● Photo-based point labeling data:
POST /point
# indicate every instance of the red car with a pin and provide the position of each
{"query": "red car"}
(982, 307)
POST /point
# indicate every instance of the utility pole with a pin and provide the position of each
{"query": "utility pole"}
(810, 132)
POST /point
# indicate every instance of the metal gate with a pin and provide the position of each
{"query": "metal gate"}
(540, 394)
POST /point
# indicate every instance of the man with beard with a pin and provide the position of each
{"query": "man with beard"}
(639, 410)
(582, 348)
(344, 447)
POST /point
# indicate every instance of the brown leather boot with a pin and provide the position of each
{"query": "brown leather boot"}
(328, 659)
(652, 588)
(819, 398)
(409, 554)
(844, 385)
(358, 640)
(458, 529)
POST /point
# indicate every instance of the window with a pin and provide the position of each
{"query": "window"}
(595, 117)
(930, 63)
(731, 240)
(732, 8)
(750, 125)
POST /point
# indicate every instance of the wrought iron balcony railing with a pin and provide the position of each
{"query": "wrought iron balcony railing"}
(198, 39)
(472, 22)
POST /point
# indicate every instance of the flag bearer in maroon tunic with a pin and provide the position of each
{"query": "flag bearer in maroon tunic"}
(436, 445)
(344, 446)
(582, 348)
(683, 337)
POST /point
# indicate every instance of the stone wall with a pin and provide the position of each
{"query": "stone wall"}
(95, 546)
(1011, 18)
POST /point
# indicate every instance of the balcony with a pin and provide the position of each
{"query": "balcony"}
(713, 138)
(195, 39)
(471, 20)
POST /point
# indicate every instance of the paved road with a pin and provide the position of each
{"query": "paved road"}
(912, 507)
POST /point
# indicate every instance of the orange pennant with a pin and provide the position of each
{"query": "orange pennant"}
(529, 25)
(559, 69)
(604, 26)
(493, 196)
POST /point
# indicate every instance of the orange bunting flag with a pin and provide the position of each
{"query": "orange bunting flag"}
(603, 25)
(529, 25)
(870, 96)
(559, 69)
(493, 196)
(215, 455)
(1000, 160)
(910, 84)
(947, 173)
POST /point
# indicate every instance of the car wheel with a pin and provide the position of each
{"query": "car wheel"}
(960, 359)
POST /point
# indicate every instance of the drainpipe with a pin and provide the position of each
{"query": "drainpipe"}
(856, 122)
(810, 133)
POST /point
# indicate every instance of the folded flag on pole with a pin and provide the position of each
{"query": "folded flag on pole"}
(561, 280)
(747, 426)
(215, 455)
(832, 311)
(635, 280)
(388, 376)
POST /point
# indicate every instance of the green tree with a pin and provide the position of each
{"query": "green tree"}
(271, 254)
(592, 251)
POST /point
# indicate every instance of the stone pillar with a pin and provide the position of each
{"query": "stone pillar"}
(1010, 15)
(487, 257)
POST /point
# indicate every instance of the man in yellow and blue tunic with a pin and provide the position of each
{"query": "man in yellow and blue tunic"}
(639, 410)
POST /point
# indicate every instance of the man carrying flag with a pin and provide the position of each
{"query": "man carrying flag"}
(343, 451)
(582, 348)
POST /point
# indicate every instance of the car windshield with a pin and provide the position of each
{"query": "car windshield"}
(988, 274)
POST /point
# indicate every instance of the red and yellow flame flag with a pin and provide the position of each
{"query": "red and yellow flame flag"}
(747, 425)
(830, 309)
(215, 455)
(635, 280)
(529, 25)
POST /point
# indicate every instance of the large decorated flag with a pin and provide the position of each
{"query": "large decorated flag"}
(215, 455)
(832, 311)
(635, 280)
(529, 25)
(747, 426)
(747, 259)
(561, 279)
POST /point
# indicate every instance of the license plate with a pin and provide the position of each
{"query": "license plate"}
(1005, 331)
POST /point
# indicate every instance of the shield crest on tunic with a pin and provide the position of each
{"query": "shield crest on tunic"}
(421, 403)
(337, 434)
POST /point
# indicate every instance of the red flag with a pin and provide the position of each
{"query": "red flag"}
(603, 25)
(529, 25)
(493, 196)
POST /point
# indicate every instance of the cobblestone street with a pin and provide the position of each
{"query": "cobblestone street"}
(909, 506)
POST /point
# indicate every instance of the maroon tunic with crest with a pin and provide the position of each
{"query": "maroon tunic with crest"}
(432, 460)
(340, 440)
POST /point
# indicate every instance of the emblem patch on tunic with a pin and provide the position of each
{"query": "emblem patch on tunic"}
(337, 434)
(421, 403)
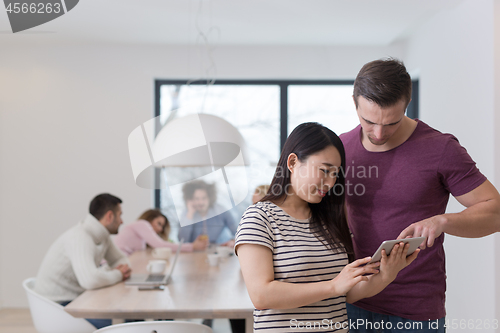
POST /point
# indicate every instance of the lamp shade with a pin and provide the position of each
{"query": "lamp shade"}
(199, 140)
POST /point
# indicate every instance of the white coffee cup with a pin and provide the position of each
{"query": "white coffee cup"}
(162, 253)
(224, 251)
(213, 259)
(156, 266)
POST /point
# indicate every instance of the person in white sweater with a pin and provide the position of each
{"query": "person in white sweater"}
(74, 262)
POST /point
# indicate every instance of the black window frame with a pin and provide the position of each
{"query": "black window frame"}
(411, 111)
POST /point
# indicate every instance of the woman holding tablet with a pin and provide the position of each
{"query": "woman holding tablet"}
(295, 247)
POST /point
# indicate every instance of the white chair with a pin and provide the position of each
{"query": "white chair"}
(157, 327)
(50, 317)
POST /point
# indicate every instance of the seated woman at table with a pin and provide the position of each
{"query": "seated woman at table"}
(295, 247)
(152, 229)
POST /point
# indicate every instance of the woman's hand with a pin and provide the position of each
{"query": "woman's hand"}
(352, 274)
(190, 209)
(391, 265)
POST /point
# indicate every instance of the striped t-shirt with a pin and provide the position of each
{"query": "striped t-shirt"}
(298, 257)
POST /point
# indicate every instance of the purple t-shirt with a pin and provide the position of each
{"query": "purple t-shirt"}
(388, 191)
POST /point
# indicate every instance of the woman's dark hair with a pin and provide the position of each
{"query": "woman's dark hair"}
(384, 82)
(328, 220)
(150, 215)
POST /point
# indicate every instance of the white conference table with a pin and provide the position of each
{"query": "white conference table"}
(196, 290)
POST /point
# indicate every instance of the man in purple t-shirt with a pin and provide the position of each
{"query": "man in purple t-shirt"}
(399, 174)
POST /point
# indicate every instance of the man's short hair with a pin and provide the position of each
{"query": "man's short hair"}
(189, 188)
(103, 203)
(384, 82)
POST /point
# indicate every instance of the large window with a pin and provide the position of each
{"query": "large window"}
(265, 112)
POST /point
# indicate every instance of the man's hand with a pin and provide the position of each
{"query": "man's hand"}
(396, 261)
(125, 270)
(431, 228)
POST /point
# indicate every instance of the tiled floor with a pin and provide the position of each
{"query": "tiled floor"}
(19, 321)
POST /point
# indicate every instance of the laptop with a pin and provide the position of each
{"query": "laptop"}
(154, 279)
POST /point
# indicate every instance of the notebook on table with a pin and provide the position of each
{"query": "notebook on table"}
(154, 279)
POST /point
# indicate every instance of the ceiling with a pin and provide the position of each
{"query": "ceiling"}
(234, 22)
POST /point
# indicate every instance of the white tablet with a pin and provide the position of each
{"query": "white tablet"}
(388, 245)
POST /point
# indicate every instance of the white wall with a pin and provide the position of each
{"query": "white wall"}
(454, 55)
(66, 112)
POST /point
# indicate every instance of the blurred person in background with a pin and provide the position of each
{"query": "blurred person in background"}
(152, 229)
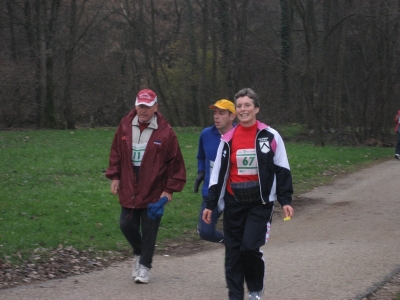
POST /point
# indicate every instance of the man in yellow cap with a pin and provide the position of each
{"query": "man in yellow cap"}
(224, 114)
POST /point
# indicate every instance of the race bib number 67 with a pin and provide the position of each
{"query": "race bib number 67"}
(246, 162)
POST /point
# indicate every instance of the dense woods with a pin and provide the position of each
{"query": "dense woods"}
(331, 65)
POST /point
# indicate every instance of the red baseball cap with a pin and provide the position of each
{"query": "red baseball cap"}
(146, 97)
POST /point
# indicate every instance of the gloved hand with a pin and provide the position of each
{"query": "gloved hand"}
(199, 179)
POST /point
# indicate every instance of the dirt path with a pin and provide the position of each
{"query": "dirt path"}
(343, 243)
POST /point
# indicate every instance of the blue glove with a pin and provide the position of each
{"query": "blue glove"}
(156, 210)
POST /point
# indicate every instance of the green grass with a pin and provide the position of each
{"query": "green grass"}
(53, 188)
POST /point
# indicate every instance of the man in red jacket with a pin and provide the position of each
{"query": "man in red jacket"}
(397, 130)
(145, 165)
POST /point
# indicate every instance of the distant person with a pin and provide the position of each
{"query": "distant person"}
(224, 114)
(397, 130)
(250, 172)
(145, 165)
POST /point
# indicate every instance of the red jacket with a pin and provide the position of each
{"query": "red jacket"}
(396, 120)
(162, 167)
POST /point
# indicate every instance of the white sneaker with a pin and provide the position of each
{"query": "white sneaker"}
(143, 276)
(254, 295)
(136, 267)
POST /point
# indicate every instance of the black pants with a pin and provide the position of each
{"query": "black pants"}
(141, 232)
(398, 144)
(246, 229)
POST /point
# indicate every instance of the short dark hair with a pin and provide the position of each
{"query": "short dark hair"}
(249, 93)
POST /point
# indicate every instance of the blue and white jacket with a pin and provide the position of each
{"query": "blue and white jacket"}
(273, 169)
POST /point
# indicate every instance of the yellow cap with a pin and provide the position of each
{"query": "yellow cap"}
(224, 104)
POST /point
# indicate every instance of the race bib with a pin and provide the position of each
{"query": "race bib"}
(137, 153)
(246, 161)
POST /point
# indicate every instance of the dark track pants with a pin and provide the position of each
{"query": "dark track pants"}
(398, 144)
(246, 229)
(141, 232)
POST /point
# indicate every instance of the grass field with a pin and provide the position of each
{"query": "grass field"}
(54, 192)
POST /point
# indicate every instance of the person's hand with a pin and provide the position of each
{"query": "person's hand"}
(288, 211)
(199, 179)
(114, 186)
(207, 216)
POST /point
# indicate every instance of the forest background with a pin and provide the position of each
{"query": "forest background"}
(332, 66)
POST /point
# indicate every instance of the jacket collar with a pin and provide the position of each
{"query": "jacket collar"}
(228, 136)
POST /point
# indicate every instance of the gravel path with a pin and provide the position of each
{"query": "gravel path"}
(343, 243)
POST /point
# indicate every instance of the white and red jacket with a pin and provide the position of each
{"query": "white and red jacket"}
(273, 169)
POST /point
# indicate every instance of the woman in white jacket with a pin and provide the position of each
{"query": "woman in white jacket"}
(250, 172)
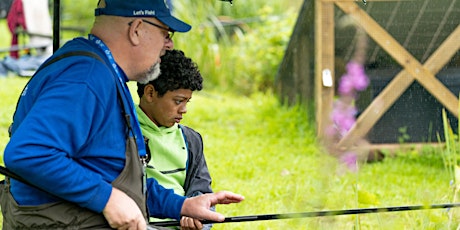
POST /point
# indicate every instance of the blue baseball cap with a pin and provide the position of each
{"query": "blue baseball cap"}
(142, 9)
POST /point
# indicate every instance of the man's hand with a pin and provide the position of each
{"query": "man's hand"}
(198, 207)
(122, 212)
(188, 223)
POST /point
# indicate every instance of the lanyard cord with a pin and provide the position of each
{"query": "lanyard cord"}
(126, 99)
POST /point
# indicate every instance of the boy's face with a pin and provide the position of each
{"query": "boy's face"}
(168, 109)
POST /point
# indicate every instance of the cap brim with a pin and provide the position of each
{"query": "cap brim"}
(175, 24)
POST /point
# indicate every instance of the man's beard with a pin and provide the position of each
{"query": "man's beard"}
(151, 74)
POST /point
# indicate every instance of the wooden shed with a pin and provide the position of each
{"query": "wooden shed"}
(412, 59)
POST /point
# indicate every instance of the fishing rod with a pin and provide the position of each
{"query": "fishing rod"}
(314, 214)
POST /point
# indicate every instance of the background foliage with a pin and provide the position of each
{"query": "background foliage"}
(266, 151)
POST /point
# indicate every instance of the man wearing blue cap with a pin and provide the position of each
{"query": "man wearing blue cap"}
(75, 137)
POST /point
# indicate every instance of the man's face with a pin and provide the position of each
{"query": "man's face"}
(151, 74)
(157, 40)
(168, 109)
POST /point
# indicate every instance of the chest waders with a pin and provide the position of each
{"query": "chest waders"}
(66, 215)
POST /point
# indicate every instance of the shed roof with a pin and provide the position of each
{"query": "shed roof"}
(418, 25)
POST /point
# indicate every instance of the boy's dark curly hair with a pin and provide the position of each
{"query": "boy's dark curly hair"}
(177, 72)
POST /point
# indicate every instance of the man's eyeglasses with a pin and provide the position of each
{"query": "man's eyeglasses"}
(170, 32)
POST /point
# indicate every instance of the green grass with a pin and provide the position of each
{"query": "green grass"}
(268, 152)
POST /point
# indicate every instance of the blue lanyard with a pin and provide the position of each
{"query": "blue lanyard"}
(128, 100)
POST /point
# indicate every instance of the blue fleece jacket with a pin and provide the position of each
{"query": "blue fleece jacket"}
(69, 137)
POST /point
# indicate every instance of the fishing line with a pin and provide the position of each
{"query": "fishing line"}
(314, 214)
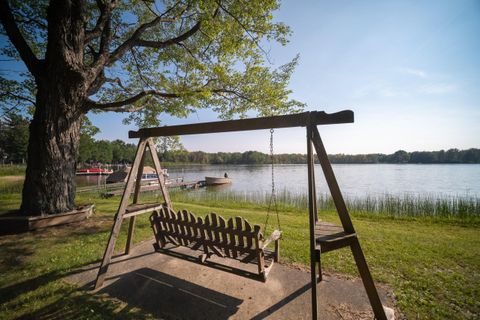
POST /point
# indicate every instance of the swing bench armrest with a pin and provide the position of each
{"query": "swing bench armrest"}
(273, 237)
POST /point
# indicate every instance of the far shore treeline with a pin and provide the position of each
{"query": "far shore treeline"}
(14, 135)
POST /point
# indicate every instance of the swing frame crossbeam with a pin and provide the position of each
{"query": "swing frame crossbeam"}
(319, 240)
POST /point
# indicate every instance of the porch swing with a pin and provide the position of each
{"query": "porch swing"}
(234, 238)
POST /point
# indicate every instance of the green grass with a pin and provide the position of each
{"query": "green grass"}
(433, 265)
(12, 170)
(445, 208)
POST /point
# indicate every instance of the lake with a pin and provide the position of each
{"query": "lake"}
(355, 180)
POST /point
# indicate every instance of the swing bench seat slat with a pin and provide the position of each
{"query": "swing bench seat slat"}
(331, 237)
(137, 209)
(235, 238)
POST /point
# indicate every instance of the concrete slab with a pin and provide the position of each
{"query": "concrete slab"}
(177, 286)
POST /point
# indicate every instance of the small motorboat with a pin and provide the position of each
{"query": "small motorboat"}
(93, 172)
(149, 175)
(213, 181)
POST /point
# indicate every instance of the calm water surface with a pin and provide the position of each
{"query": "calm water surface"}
(355, 180)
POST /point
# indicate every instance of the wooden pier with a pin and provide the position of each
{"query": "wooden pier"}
(117, 188)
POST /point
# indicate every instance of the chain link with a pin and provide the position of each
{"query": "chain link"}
(273, 196)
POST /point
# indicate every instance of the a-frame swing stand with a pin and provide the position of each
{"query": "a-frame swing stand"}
(324, 237)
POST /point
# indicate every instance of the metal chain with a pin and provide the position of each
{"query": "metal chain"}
(273, 196)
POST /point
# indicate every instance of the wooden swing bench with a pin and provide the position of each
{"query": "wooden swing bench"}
(234, 238)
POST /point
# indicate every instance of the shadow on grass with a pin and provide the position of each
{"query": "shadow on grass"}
(75, 305)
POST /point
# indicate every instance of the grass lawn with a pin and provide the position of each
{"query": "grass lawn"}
(433, 266)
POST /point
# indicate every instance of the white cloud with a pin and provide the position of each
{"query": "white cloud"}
(438, 88)
(414, 72)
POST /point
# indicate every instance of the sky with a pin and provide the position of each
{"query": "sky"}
(410, 71)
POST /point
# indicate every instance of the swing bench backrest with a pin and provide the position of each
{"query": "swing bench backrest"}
(234, 238)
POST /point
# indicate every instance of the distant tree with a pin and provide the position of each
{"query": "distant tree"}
(14, 137)
(145, 58)
(400, 156)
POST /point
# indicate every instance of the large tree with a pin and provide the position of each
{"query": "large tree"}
(143, 57)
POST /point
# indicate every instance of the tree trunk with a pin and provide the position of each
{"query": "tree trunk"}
(55, 129)
(53, 146)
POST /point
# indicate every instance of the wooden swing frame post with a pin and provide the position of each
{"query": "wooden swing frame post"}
(321, 237)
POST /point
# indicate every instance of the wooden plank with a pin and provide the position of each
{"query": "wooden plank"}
(107, 256)
(135, 210)
(260, 254)
(332, 182)
(136, 192)
(239, 227)
(215, 227)
(158, 168)
(233, 242)
(311, 218)
(131, 228)
(225, 237)
(248, 230)
(285, 121)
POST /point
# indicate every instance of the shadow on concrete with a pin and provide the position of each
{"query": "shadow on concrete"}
(212, 264)
(277, 306)
(169, 297)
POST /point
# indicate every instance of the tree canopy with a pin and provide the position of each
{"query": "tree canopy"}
(153, 57)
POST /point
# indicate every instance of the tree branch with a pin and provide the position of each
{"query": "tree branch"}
(119, 106)
(169, 42)
(17, 39)
(135, 40)
(114, 106)
(105, 13)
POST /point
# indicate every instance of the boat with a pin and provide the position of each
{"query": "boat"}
(93, 172)
(213, 181)
(149, 175)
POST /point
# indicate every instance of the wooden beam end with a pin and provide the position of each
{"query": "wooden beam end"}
(133, 134)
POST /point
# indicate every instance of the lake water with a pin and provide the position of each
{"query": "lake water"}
(355, 180)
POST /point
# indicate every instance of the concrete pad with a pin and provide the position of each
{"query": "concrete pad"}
(177, 286)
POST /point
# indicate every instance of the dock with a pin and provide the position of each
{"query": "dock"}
(109, 190)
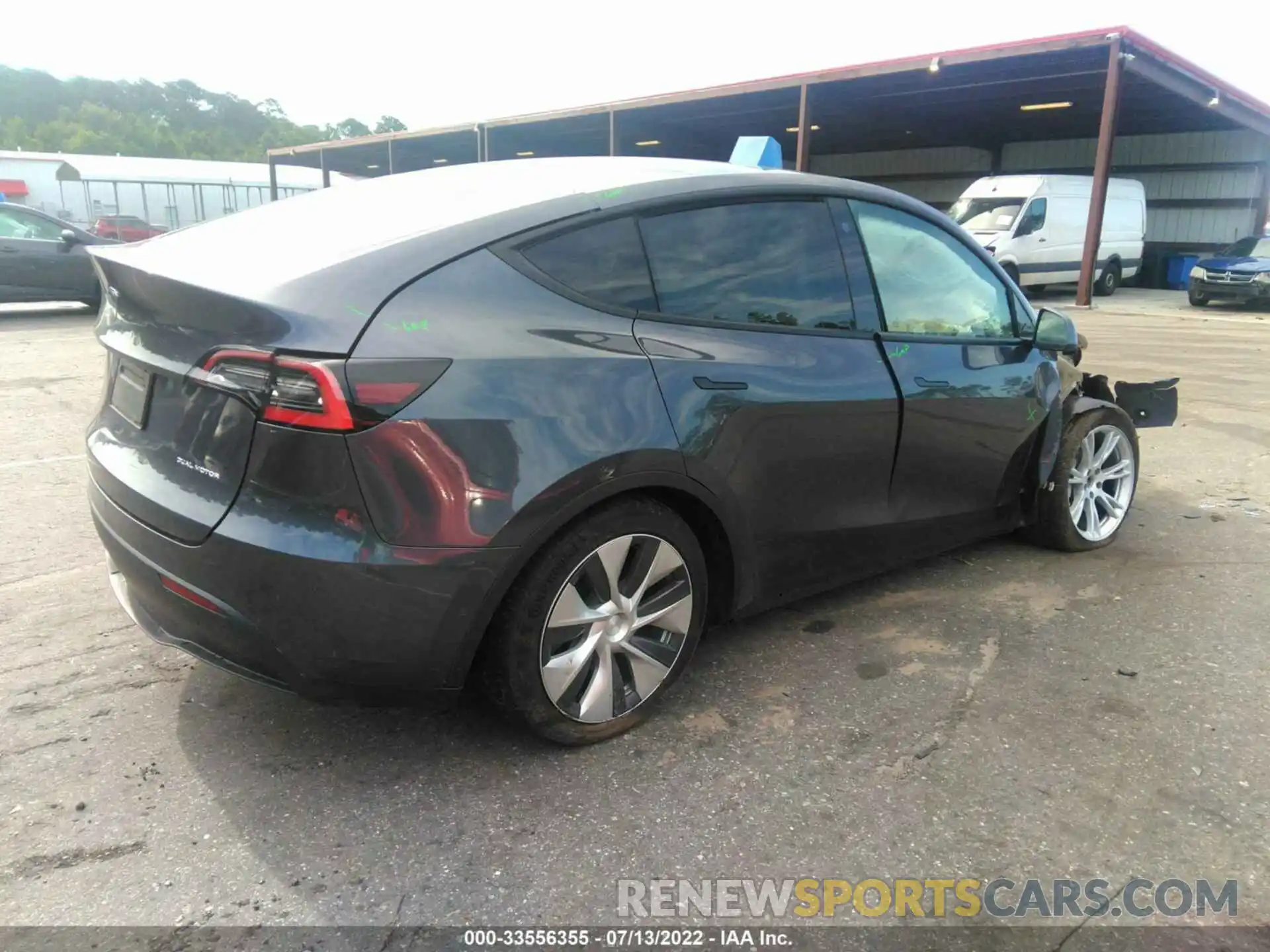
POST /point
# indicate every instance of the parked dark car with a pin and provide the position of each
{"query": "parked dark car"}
(42, 258)
(540, 422)
(126, 227)
(1240, 273)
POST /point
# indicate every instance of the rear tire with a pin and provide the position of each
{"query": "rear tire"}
(1109, 281)
(611, 668)
(1097, 522)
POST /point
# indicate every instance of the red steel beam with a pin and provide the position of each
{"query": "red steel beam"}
(1101, 173)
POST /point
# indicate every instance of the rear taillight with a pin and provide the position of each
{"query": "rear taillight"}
(381, 387)
(291, 390)
(304, 393)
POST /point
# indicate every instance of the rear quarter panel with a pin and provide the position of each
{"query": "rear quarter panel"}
(546, 401)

● Exercise brief:
Count the lines in the listing above that contain the string "branch", treating uppercase and lowercase as different, and reply with the number alone.

● Task answer:
2